- DO THIS:
Can you duplicate the material below line for line, omitting any pictures from your answer?

____ DATA TO USE

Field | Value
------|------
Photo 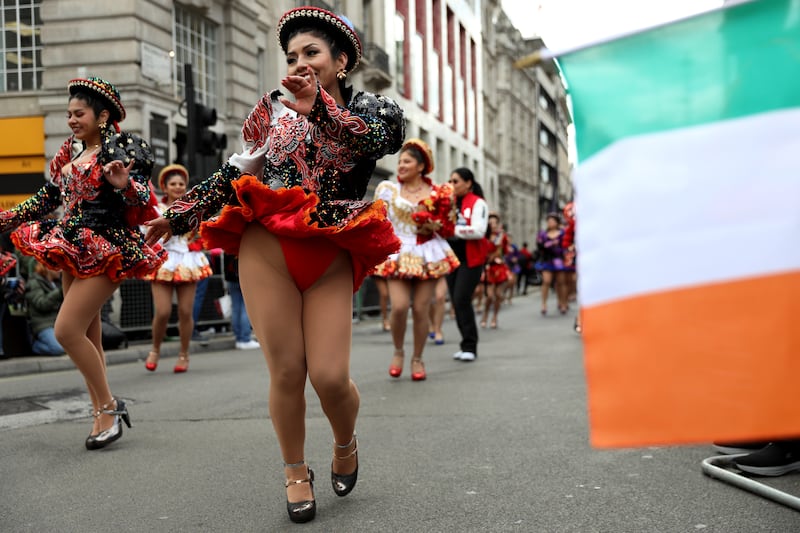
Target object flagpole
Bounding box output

________

- THE COMPLETED TASK:
Field | Value
------|------
Photo 
Target object flagpole
Bounding box output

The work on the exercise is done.